=== Direction ===
Please extract the lines of the records that run from the line with "Where can the construction" through the end of the records, both ends included, and repeat them word for word.

=== Data lines ===
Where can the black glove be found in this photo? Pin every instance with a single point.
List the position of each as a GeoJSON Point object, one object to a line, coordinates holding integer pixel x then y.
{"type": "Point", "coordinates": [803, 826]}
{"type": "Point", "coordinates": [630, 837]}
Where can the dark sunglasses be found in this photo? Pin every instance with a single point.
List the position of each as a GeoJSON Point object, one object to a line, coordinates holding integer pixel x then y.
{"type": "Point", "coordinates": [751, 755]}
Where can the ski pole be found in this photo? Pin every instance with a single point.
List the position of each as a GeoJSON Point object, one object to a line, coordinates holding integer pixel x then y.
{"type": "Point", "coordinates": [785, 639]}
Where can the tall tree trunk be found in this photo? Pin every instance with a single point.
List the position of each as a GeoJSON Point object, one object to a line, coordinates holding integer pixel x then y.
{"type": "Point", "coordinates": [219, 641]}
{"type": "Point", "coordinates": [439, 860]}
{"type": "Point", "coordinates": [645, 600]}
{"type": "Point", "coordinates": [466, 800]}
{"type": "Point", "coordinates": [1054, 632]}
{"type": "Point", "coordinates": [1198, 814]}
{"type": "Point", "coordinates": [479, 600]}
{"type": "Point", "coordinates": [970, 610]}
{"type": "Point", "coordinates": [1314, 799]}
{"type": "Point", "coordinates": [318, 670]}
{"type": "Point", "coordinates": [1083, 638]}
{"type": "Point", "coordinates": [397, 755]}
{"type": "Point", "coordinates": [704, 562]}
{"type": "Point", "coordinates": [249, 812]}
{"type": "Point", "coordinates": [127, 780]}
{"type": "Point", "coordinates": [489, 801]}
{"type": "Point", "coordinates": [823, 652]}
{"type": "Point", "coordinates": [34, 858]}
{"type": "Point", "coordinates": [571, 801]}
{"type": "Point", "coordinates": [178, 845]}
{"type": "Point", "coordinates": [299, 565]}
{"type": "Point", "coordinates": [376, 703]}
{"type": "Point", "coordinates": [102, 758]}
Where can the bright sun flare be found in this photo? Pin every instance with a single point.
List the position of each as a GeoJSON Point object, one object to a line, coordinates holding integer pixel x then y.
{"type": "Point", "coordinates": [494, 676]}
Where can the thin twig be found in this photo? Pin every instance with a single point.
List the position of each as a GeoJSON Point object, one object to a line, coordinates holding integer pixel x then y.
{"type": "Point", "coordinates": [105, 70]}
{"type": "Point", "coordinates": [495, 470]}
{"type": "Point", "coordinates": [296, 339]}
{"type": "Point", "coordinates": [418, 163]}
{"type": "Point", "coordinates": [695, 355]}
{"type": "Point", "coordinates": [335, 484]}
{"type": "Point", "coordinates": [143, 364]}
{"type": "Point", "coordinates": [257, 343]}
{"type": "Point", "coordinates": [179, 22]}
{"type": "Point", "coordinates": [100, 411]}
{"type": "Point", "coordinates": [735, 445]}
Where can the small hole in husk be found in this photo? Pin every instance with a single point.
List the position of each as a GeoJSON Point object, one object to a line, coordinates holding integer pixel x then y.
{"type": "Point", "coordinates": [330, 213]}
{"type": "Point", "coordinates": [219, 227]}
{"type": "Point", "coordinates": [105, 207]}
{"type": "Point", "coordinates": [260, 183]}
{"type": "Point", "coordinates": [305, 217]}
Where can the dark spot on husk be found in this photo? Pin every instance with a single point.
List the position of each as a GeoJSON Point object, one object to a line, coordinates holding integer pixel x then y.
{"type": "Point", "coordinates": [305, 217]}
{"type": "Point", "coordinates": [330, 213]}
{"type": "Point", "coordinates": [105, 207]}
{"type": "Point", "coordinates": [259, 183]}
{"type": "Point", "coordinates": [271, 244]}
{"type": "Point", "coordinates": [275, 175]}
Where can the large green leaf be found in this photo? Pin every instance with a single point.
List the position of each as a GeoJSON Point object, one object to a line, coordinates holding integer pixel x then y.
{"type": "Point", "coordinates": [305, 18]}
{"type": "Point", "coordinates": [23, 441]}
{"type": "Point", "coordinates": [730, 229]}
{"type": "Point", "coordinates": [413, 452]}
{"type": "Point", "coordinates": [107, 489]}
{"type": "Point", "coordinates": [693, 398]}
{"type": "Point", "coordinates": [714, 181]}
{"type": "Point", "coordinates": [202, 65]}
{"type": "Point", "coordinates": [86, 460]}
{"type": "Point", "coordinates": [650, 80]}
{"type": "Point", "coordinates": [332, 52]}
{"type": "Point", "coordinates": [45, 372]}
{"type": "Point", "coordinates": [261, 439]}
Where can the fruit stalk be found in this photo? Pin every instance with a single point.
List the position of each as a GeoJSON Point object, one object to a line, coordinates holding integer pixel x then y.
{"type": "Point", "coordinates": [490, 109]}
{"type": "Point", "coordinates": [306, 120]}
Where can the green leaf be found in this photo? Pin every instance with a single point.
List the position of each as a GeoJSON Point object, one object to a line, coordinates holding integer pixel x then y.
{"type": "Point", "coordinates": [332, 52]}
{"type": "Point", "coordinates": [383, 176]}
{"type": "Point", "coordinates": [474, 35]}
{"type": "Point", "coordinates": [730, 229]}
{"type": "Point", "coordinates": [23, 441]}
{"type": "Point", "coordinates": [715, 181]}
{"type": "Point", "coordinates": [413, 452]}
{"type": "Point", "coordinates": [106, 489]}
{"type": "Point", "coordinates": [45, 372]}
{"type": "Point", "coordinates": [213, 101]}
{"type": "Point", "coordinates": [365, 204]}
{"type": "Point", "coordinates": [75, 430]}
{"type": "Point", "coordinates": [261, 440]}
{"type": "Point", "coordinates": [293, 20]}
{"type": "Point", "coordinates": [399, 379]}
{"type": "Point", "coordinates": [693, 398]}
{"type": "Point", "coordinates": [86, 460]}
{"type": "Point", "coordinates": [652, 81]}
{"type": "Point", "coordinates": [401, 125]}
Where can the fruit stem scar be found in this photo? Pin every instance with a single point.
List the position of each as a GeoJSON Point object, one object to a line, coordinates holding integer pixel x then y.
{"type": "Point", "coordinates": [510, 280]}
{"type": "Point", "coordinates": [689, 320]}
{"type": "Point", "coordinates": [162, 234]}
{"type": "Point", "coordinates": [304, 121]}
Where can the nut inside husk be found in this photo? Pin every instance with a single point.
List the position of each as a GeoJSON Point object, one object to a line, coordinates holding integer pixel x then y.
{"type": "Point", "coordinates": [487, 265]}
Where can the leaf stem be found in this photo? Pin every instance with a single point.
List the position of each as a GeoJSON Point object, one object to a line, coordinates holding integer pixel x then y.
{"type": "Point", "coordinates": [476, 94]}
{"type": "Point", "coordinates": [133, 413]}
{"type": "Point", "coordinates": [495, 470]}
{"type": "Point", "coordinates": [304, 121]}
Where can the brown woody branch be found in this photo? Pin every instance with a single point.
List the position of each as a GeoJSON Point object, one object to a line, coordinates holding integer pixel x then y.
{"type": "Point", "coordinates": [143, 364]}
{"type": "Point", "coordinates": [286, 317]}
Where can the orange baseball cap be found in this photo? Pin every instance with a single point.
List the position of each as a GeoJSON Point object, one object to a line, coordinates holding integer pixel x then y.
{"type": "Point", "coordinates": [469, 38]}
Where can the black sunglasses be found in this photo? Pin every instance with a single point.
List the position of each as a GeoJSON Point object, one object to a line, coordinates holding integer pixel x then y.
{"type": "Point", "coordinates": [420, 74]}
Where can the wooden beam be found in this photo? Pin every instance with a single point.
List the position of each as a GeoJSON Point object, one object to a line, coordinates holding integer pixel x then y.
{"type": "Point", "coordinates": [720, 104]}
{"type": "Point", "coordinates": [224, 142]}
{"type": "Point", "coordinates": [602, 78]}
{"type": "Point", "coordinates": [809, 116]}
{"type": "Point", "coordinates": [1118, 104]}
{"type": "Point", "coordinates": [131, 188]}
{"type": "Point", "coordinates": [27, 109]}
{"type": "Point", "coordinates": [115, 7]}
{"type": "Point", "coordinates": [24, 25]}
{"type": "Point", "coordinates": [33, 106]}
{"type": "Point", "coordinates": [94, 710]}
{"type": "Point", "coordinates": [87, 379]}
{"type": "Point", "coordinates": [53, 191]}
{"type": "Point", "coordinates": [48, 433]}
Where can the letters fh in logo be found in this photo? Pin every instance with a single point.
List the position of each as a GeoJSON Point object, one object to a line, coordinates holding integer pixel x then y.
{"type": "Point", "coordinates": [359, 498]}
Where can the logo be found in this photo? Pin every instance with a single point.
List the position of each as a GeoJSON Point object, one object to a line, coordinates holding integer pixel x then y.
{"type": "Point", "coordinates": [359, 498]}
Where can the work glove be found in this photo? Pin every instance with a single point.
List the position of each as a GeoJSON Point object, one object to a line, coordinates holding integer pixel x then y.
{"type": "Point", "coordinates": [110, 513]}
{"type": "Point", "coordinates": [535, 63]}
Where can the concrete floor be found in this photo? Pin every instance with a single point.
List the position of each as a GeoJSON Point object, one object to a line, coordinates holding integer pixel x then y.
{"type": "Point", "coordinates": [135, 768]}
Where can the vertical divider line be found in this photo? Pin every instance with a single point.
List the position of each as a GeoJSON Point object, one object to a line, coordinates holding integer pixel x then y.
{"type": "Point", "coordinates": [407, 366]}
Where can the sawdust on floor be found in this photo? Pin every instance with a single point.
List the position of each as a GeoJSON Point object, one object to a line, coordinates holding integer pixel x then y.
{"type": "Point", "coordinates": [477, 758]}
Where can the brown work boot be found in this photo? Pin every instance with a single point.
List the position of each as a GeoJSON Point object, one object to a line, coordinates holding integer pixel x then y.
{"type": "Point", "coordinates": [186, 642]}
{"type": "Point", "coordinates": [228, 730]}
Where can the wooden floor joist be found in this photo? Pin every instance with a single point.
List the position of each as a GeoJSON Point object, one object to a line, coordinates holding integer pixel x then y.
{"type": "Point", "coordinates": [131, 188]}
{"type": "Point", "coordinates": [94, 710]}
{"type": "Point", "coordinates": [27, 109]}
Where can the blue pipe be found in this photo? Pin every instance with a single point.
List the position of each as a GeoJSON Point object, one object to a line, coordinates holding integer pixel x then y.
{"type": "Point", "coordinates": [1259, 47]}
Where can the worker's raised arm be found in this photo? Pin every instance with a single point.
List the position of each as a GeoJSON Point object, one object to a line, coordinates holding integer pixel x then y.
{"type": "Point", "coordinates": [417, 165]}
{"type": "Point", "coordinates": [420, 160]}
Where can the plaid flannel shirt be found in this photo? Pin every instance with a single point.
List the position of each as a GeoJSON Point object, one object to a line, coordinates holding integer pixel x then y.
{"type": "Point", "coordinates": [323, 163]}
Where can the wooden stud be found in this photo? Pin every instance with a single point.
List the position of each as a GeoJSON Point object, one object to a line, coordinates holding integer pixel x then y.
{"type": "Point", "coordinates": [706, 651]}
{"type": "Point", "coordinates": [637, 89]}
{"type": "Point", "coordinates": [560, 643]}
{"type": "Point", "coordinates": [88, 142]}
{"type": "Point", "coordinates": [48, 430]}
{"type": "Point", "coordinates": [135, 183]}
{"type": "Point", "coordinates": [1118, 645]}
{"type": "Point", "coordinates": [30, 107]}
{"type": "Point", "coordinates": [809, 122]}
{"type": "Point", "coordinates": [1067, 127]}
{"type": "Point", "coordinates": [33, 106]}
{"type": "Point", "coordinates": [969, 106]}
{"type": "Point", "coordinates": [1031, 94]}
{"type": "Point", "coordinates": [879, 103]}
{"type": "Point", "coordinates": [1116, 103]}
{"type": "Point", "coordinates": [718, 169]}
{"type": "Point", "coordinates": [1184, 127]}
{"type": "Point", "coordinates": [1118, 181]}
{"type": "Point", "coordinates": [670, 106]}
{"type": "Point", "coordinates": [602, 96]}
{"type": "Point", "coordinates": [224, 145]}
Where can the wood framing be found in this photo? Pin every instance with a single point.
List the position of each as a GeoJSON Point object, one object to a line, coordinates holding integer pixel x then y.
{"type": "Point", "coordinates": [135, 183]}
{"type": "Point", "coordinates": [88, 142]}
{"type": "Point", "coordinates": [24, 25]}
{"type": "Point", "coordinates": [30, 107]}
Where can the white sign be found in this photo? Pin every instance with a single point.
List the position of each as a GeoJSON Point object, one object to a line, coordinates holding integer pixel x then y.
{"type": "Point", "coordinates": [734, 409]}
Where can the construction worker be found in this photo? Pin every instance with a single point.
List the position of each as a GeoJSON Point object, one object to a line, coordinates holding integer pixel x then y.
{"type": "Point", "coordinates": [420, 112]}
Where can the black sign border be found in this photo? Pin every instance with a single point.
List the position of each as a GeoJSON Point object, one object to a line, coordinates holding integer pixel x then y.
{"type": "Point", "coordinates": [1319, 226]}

=== Written response ===
Where can the construction worker be found in this photo? Pin every instance with a single point.
List the position of each as a GeoJSON Point object, one object to a line, coordinates holding integer pixel x then y.
{"type": "Point", "coordinates": [420, 112]}
Where can the black sign border be found in this photo? Pin every instance with a single point.
List the position of each as a GeoJSON Point object, one object to a line, coordinates holding integer pixel x then y.
{"type": "Point", "coordinates": [1319, 226]}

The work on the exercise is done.